YOUR TASKS:
a - In the passage on distributed embedded systems, what share of all hospital alarms are turned off?
b - Pick up the passage on distributed embedded systems after its final sentence and continue it.

BK's new design will instead give every doctor a wireless transducer to carry in his or her pocket. The raw data will go over a network to the cloud (hosted in the hospital for now) for analysis and image production. The result will be immediately displayable, put into the medical record, and even billed to the patient. There's no need for physical media because the image is already online. BK is replacing the standalone embedded system on a wheeled cart with a fully distributed system. It gives every doctor exactly the right transducer. It eliminates searching or waiting for the machine. And, it saves the hospital space, time, and money.

This is the destiny of embedded. "Embedded systems" used to mean a single processor in a single device. In the future, embedded systems will truly be systems: distributed smart machines encompassing dozens, hundreds, or millions of processors working together as a single intelligent whole.

How do you recognize when a new technology or application is one your company should invest/innovate in, versus a technology that will experience fast burnout?

For us, it's simple. We are laser-focused on systems that combine needs for mission-critical reliability (can't go down for 5 seconds, or even 5 ms), performance or scale (measured in ms, or 10k data items), and an infrastructure life cycle (last more than 3 years). These large systems are the burgeoning infrastructure of the next generation of the industrial revolution.

More generally, we look for leverage due to connectivity. What can a distributed, intelligent system do that's really new and valuable? Another example from the medical industry: hospitals are packed with hundreds of types of devices, from respirators to oximeters to ECG monitors. Today, they are standalone systems. Working alone, devices find worrisome readings for all sorts of reasons. The resulting nuisance alarms are a real problem. As a result, 80 percent of all alarms are turned off. There are whole conferences on alarm fatigue. Patients go unmonitored. And, tens of thousands of people die every year from preventable errors that smarter alarms and smarter distributed connected device systems could easily prevent.

SOURCE INFORMATION:

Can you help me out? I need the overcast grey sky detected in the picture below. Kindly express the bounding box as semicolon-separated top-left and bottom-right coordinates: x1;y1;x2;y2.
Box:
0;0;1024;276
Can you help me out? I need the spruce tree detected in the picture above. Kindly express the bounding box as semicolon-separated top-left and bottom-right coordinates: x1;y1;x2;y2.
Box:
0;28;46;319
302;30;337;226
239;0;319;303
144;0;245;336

ANSWERS TO EACH TASK:
a - 80 percent

b -
This is not just medical; poorly connected infrastructure is the rule, not the exception. Much, if not most, of "green" energy generated by solar cells is wasted because the power grid is too poorly connected to save shut down "spinning reserve" backup generators. We spend untold billions on carpool lanes that are only valuable because we cannot properly control lanes to keep freeways moving. Factories and wind turbines and imaging systems and trains fail because we don't monitor their state and predict failures. These optimizations are critical beneficiaries of the Industrial IoT. We (RTI) see innovation in providing the connectivity that enables solutions. Others find innovation in using that newfound capability to build analytics and applications and services that can use the newly available data.

In the next 5 years, which embedded technologies, applications, markets, and geographic areas present the most interesting opportunities?

The next 5 years will be the most transformational in embedded history. Every market, from space to mining, from transportation to hospitals, from power to manufacturing faces the opportunity to distribute, connect, and transform. We live in a magic age.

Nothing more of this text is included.